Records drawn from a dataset
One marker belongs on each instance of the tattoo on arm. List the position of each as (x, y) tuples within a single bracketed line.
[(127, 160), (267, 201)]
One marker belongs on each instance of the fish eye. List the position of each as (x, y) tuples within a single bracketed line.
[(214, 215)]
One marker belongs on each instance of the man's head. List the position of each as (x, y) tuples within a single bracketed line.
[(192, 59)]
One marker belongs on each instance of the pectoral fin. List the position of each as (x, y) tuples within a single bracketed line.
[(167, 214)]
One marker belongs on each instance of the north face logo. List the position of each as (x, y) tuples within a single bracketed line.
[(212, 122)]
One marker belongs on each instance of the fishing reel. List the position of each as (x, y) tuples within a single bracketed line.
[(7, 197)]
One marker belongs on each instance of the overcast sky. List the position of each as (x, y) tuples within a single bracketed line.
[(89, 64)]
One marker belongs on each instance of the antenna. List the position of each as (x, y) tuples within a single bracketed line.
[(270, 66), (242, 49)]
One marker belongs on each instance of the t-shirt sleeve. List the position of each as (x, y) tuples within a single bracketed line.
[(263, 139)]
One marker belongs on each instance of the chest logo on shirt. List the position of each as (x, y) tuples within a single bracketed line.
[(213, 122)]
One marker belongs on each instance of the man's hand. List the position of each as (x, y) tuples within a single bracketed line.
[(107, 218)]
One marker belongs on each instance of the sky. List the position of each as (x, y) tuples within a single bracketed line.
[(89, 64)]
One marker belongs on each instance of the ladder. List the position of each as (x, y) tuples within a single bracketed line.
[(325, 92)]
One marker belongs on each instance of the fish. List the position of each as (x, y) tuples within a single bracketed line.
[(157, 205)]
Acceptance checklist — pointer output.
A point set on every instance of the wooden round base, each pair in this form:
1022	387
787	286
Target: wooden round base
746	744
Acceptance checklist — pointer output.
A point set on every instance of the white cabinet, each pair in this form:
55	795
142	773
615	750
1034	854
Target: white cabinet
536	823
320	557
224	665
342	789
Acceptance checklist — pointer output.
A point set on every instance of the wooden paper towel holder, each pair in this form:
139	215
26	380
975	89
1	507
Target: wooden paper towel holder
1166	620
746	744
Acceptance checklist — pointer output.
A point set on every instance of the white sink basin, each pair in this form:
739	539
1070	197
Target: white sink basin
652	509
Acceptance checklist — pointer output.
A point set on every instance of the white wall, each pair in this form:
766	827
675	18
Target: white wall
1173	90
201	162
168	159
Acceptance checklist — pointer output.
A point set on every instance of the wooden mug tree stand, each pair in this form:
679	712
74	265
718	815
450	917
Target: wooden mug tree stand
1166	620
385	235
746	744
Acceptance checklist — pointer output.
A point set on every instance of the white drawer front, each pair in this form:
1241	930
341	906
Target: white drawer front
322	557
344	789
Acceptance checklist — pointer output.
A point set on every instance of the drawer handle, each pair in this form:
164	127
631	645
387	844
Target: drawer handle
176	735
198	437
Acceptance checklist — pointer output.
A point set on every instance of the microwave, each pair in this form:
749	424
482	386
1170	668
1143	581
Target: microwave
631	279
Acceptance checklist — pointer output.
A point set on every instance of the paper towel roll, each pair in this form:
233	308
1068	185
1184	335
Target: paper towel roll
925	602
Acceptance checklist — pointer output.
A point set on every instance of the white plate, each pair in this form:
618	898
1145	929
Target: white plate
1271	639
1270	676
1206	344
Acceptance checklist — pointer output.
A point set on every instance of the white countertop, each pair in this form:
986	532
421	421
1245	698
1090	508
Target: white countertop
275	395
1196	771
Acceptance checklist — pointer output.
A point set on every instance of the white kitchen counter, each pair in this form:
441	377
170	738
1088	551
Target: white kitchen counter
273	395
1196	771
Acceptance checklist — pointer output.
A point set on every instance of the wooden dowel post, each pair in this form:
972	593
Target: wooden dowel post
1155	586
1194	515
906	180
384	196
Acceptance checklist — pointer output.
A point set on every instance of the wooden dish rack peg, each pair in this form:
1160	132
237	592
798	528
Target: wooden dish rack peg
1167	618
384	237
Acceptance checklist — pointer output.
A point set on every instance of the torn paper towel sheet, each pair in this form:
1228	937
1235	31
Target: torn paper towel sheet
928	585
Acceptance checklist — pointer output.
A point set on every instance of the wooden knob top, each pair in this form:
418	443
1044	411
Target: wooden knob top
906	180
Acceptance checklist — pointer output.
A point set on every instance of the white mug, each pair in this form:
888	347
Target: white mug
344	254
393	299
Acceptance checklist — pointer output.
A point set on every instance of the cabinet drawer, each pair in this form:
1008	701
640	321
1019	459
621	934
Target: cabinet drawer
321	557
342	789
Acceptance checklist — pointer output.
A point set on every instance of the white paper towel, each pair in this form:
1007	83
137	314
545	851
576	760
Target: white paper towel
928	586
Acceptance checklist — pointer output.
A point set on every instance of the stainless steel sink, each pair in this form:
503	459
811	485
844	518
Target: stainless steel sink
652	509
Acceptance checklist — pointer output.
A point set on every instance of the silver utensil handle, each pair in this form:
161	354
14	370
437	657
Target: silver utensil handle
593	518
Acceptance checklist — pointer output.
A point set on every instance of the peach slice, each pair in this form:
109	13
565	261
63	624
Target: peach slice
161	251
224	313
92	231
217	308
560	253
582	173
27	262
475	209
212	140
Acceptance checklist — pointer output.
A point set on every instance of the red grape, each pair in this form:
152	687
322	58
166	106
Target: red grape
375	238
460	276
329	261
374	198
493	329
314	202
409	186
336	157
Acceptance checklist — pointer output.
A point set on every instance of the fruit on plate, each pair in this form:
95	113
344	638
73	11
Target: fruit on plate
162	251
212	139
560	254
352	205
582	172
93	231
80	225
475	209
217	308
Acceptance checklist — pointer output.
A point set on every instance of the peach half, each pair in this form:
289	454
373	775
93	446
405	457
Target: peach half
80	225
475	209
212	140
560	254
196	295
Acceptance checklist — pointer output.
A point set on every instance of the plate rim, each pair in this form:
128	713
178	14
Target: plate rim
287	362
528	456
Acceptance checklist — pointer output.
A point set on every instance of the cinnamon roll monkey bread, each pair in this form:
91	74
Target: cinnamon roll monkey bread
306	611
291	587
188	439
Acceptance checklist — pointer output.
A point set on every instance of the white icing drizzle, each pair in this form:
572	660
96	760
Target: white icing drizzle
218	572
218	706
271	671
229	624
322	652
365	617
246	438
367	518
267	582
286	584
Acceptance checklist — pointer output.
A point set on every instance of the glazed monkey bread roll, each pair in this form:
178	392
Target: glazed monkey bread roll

■ Task description ■
Transcribe the entries above exactly.

■ The answer ■
One marker belongs on each instance of the tattoo on arm. List the position of each as (x, y) tuples within a single bracketed line.
[(127, 160), (267, 201)]
One marker belongs on each instance of the fish eye. List the position of each as (x, y) tuples within a single bracketed line.
[(214, 215)]
One marker belongs on each instance of the man's head. List the position of each as (x, y) tuples within a single bracketed line.
[(192, 59)]
One marker belongs on each instance of the pectoral fin. List the position of each as (x, y) tuples within a single bracketed line.
[(167, 214)]
One marker belongs on each instance of the north face logo. List the position of each as (x, y) tuples within a single bracketed line.
[(212, 122)]
One marker belongs on each instance of the fishing reel. List the position of each as (x, y) tuples within a single bracketed line.
[(7, 197)]
One marker belongs on each instance of the overcast sky. List the position of each as (x, y) tuples within a single bracketed line.
[(89, 64)]
One marker belongs on each instance of the antenna. List the position of each as (x, y) tuples within a single bracketed line.
[(270, 66), (242, 49)]
One marker belongs on each instance of the t-shirt sleeve. List the position of each as (x, y) tuples within a single bracketed line.
[(263, 139)]
One marker belongs on each instance of the chest logo on shirt. List the position of each as (x, y) tuples within a single bracketed line.
[(213, 122)]
One marker belongs on each instance of the man's hand. List the position of each as (x, y) tuples within a single bracketed line.
[(107, 218)]
One marker belongs on each instance of the sky. List the position of each as (x, y) tuples within a single bracketed line.
[(89, 64)]
One marker belongs on each instance of the ladder. List the position of each as (x, y) tuples within a single bracketed line.
[(325, 92)]
One marker belongs on each instance of the fish. List the position of each as (x, y) tuples within a single bracketed line.
[(157, 205)]
Acceptance checklist — pointer output.
A point set on every instance of the wooden round base, each pair in this form:
1022	387
787	286
Target: wooden round base
746	744
Acceptance checklist — pointer output.
A point set on every instance of the white cabinet, each pair in this form:
55	795
142	773
615	750
1034	854
Target: white cabinet
536	823
320	557
224	665
342	789
Acceptance checklist — pointer output.
A point set on every instance of the wooden paper towel holder, each pair in this form:
139	215
26	380
975	89
1	507
Target: wooden paper towel holder
1166	620
746	744
Acceptance checklist — pointer output.
A point set on every instance of the white sink basin, each pair in this form:
739	539
1070	197
Target: white sink basin
652	509
Acceptance checklist — pointer output.
A point set on every instance of the white wall, each pair in this form:
766	827
675	18
Target: white wall
1173	90
201	162
168	159
Acceptance checklist — pointer output.
A point set on every instance of the wooden mug tree stand, each pair in this form:
679	712
74	265
718	815
450	917
Target: wooden mug tree stand
1166	620
385	235
746	744
Acceptance checklist — pointer output.
A point set on every instance of the white drawer front, each pair in this form:
1241	930
341	906
Target: white drawer front
322	557
344	789
Acceptance checklist — pointer output.
A point set on every instance of the drawer handle, each pair in this form:
164	127
631	645
387	844
Target: drawer handle
176	735
198	437
Acceptance checklist — pointer output.
A point set on every instance of the microwave, each pair in this form:
749	424
482	386
1170	668
1143	581
Target: microwave
631	279
Acceptance checklist — pointer output.
A point set on every instance of the paper towel roll, each pair in this form:
233	308
1068	185
1184	335
Target: paper towel roll
925	602
Acceptance checklist — pointer output.
A point set on every instance of the white plate, each pair in this form:
618	898
1145	929
Target: white plate
1271	639
1270	676
1206	344
Acceptance checklist — pointer output.
A point set on every instance of the white countertop, each pair in this form:
986	532
421	421
1245	698
1090	508
Target: white countertop
275	395
1196	771
Acceptance checklist — pointer output.
A point set on every instance of the white kitchen counter, each pair in this form:
441	377
170	738
1088	551
Target: white kitchen counter
273	395
1196	771
Acceptance checklist — pointer output.
A point set on every instance of the wooden dowel post, each pair in this form:
972	593
Target: wooden dowel post
1155	586
1194	515
906	180
384	196
Acceptance checklist — pointer output.
A point set on every instance of the wooden dish rack peg, each pair in this form:
1160	132
237	592
798	528
Target: wooden dish rack peg
1167	618
384	237
Acceptance checklist — pointer output.
A point set on every instance of the torn paper towel sheet, each pair in this form:
1228	937
1235	31
Target: torn paper towel sheet
928	585
Acceptance checklist — pointer output.
A point set on every instance of the wooden knob top, each pair in this form:
418	443
1044	411
Target: wooden knob top
906	180
Acceptance checklist — pointer output.
A point set on every instance of the white mug, each pair in this form:
888	347
Target: white mug
344	254
393	299
Acceptance checklist — pointer output.
A point set on every instance of the cabinet drawer, each pair in this form:
1008	701
640	321
1019	459
621	934
Target: cabinet drawer
321	557
342	789
Acceptance checklist — pointer output.
A point set on every instance of the white paper towel, each pair in this form:
1007	83
137	314
545	851
576	760
Target: white paper towel
928	586
Acceptance checklist — pointer output.
A point set on every instance of the stainless steel sink, each pair in this form:
503	459
811	485
844	518
Target: stainless steel sink
652	509
Acceptance checklist — pointer output.
A point set on every instance of the silver utensil handle, each pair in this form:
161	354
14	370
437	657
Target: silver utensil handle
593	518
Acceptance checklist — pointer output.
A point set on every instance of the peach slice, each pair in this form:
109	13
565	261
63	624
Target: peach slice
161	251
224	313
92	231
217	308
560	253
582	173
27	262
475	209
212	140
Acceptance checklist — pointer output.
A point set on every instance of the red grape, each pair in this form:
152	687
322	58
166	106
Target: red grape
375	238
460	276
329	261
374	198
493	329
314	202
409	186
336	157
Acceptance checklist — pointer output.
A point set on every instance of the fruit on plate, each pair in this form:
95	113
344	638
73	11
Target: fruit on plate
162	251
212	139
560	254
352	205
582	172
93	231
80	225
475	209
217	308
Acceptance checklist — pointer output.
A point set on every instance of the peach half, each pair in this form:
289	454
373	775
93	446
405	457
Target: peach half
80	225
475	209
212	140
560	254
196	295
Acceptance checklist — pointer output.
A point set on every instance of the plate rim, each pair in this form:
128	713
178	14
Target: plate rim
287	362
528	456
Acceptance checklist — pointer output.
A point set on every instance of the cinnamon roll monkey bread, each pair in this form:
91	74
Target: cinnamon roll monkey bread
306	611
291	587
188	439
Acceptance checklist — pointer output.
A point set on every instance of the white icing drizzle, each pair in this form:
572	660
96	760
Target: white icing drizzle
218	572
218	706
271	671
229	624
322	652
365	617
246	438
367	518
267	582
286	584
Acceptance checklist — pointer output.
A point set on every instance of the glazed monkey bread roll, each pair in this form:
178	392
Target: glazed monkey bread roll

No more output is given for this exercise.